[Start of EXERCISE DATA]

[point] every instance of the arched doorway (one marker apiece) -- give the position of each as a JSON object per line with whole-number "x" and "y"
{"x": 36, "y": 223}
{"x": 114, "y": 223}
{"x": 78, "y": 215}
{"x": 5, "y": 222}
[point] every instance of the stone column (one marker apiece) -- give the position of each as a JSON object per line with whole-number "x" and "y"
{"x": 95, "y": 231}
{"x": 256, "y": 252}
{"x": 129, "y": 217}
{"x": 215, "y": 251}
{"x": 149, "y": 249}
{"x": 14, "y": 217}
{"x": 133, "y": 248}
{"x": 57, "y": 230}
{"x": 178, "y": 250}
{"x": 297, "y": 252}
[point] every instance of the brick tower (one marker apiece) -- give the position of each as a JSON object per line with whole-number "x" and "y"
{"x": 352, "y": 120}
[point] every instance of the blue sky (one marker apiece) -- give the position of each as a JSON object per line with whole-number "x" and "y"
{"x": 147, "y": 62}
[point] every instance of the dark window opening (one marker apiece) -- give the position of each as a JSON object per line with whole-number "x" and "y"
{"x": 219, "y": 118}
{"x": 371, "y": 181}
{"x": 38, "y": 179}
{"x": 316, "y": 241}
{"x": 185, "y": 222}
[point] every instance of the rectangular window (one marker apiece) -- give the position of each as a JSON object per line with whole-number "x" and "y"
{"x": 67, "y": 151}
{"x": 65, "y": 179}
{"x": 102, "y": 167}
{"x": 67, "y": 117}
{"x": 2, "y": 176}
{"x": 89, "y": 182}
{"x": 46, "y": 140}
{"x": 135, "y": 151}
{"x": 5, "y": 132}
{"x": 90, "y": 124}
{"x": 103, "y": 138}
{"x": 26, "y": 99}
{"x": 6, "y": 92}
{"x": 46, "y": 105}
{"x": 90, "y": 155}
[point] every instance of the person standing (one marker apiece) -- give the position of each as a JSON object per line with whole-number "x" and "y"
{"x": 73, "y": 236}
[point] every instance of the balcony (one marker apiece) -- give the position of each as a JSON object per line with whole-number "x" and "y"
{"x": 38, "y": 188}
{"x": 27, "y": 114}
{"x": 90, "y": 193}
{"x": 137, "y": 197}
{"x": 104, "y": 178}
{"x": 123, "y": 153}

[End of EXERCISE DATA]

● OBJECTIVE
Transcribe each record exactly. Leave nothing out.

● FINISHED EXERCISE
[point] every instance of the arched doorway (one marker apiece) -- give the position of each as a JSON object per line with whole-number "x" and "y"
{"x": 36, "y": 223}
{"x": 114, "y": 223}
{"x": 78, "y": 215}
{"x": 5, "y": 222}
[point] every instance of the stone column (one marker apiece) -- give the position of each as a JSON object per line with whole-number "x" and "y"
{"x": 95, "y": 231}
{"x": 256, "y": 252}
{"x": 129, "y": 217}
{"x": 215, "y": 251}
{"x": 149, "y": 249}
{"x": 14, "y": 217}
{"x": 133, "y": 248}
{"x": 57, "y": 230}
{"x": 178, "y": 250}
{"x": 297, "y": 252}
[point] every instance of the brick tower (one marker apiece) -- give the position of each as a JSON object per line with whole-number "x" and "y"
{"x": 352, "y": 120}
[point] every instance of the blue sky (one marker apiece) -- give the position of each as a JSON object per line with whole-number "x" and "y"
{"x": 147, "y": 62}
[point] every instance of the dark window opening (one marker apiece) -- give the position of each as a JSON object per line with whole-number "x" and "y"
{"x": 219, "y": 118}
{"x": 371, "y": 181}
{"x": 38, "y": 179}
{"x": 316, "y": 241}
{"x": 185, "y": 222}
[point] every instance of the rectangular window (one marker apiece) -- give the position of each as a JSON object per line with whole-number "x" and "y"
{"x": 67, "y": 151}
{"x": 65, "y": 179}
{"x": 102, "y": 167}
{"x": 67, "y": 117}
{"x": 2, "y": 176}
{"x": 89, "y": 182}
{"x": 46, "y": 140}
{"x": 135, "y": 151}
{"x": 5, "y": 132}
{"x": 90, "y": 124}
{"x": 103, "y": 138}
{"x": 26, "y": 99}
{"x": 6, "y": 92}
{"x": 46, "y": 105}
{"x": 90, "y": 155}
[point] every instance of the person standing (one marker apiece) -- give the position of each as a JSON object per line with whole-number "x" and "y"
{"x": 73, "y": 236}
[point] every instance of the balcony (one marker apiece) -- give the position of each as a JSON object per line with whole-number "x" and "y"
{"x": 38, "y": 188}
{"x": 27, "y": 114}
{"x": 90, "y": 193}
{"x": 137, "y": 197}
{"x": 104, "y": 178}
{"x": 123, "y": 153}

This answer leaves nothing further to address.